──────── Given information ────────
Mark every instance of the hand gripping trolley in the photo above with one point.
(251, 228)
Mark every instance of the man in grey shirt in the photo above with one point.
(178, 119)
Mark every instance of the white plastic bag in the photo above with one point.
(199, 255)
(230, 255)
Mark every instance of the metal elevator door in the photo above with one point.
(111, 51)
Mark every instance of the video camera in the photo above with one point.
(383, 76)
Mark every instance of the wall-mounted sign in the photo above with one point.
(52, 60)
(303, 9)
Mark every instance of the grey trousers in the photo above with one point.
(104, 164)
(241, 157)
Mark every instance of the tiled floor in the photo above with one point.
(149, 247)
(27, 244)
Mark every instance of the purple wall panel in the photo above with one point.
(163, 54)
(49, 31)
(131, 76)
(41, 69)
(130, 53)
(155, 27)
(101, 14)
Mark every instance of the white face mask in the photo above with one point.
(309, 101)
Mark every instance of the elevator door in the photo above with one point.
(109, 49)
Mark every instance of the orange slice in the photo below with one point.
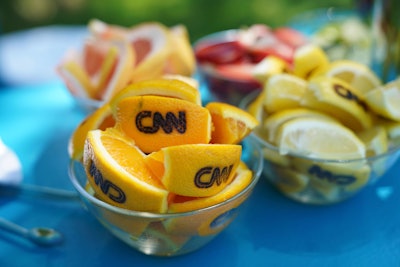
(117, 173)
(160, 87)
(214, 220)
(181, 60)
(196, 170)
(155, 122)
(230, 123)
(101, 118)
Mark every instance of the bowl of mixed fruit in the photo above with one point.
(227, 61)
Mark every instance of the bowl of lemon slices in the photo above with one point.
(162, 172)
(328, 128)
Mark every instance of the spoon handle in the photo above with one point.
(12, 227)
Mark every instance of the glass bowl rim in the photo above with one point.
(250, 97)
(154, 215)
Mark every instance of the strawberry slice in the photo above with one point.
(290, 36)
(220, 53)
(242, 71)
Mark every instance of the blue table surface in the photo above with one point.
(36, 121)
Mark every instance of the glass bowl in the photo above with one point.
(222, 88)
(168, 234)
(320, 181)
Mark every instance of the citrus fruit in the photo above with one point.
(269, 66)
(152, 46)
(213, 220)
(101, 118)
(155, 122)
(181, 59)
(308, 61)
(274, 121)
(375, 140)
(169, 87)
(116, 171)
(283, 91)
(384, 100)
(196, 170)
(102, 68)
(338, 99)
(230, 123)
(319, 138)
(356, 74)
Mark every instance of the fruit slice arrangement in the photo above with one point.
(153, 147)
(321, 112)
(235, 56)
(114, 56)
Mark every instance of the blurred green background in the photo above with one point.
(201, 17)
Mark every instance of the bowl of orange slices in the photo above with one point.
(229, 61)
(113, 56)
(162, 172)
(327, 129)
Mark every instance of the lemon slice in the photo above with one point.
(338, 99)
(375, 139)
(384, 100)
(274, 121)
(356, 74)
(230, 124)
(319, 138)
(117, 173)
(269, 66)
(309, 60)
(283, 91)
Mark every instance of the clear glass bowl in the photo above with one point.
(221, 88)
(320, 181)
(168, 234)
────────
Write out all of the data above again, changing every "with one point" to "with a single point" and keeping everything else the same. Leave the pictures out.

Mark every instance of the hand gripping trolley in the photo above with a single point.
(251, 228)
Mark every instance of the man in grey shirt in the photo above with a single point.
(178, 119)
Mark every instance of the white plastic bag in the photo above with a single point.
(199, 255)
(230, 255)
Mark every instance of the metal elevator door in the photo above with a single point.
(111, 51)
Mark every instance of the video camera in the photo above with a single point.
(383, 76)
Mark every instance of the wall-mounted sign in the photo above with a single point.
(52, 60)
(303, 9)
Mark every instance of the grey trousers in the photo above with a single point.
(104, 164)
(241, 157)
Mark every instance of the tiled floor in the photo above with a single point.
(149, 247)
(27, 244)
Mark every instance of the purple wall panel in the photo above with a single point.
(163, 54)
(49, 31)
(131, 76)
(41, 69)
(130, 53)
(155, 27)
(101, 14)
Mark every instance of the white face mask in the photo above with a single point.
(309, 101)
Mark every instance of the elevator door in the photo above with a single point.
(109, 49)
Mark every instance of the orange slice in the photo below with a single point.
(117, 173)
(160, 87)
(214, 220)
(181, 60)
(196, 170)
(155, 122)
(230, 123)
(101, 118)
Mark every instance of the bowl of mixed fruit in the photo above with a single point.
(227, 61)
Mark every instance of the bowl of lemon slices in the photo above with a single point.
(162, 172)
(328, 128)
Mark every instance of the spoon handle in the photo above with a single point.
(12, 227)
Mark every instance of the glass bowl rim in the photo above with a single point.
(250, 97)
(154, 215)
Mark every instance of the strawberry slice in the photo above with a single point.
(290, 36)
(220, 53)
(242, 71)
Mark every instance of the blue table surface in the photo above with a single point.
(36, 121)
Mark every instance of the glass bowl in the photo above with a single point.
(222, 88)
(168, 234)
(320, 181)
Mark every instance of the citrus fruit in the photo above with a single point.
(269, 66)
(152, 46)
(213, 220)
(101, 118)
(155, 122)
(181, 59)
(308, 61)
(274, 121)
(375, 140)
(169, 87)
(116, 171)
(283, 91)
(384, 100)
(196, 170)
(102, 68)
(338, 99)
(230, 123)
(319, 138)
(356, 74)
Mark every instance of the fruit slice arrangement in the photo above with a single point.
(153, 147)
(321, 112)
(235, 56)
(114, 56)
Mark every instance of the blurred green background in the photo above with a single point.
(201, 17)
Mark every instance of the bowl of orange slices in the photo above with a single point.
(229, 61)
(113, 56)
(162, 172)
(327, 129)
Mark every instance of the lemon slice in the photo above with a single point.
(338, 99)
(375, 139)
(384, 100)
(274, 121)
(356, 74)
(230, 124)
(319, 138)
(117, 173)
(269, 66)
(309, 60)
(283, 91)
Mark every instance of the clear glass bowl in the photo above with a single point.
(221, 88)
(320, 181)
(168, 234)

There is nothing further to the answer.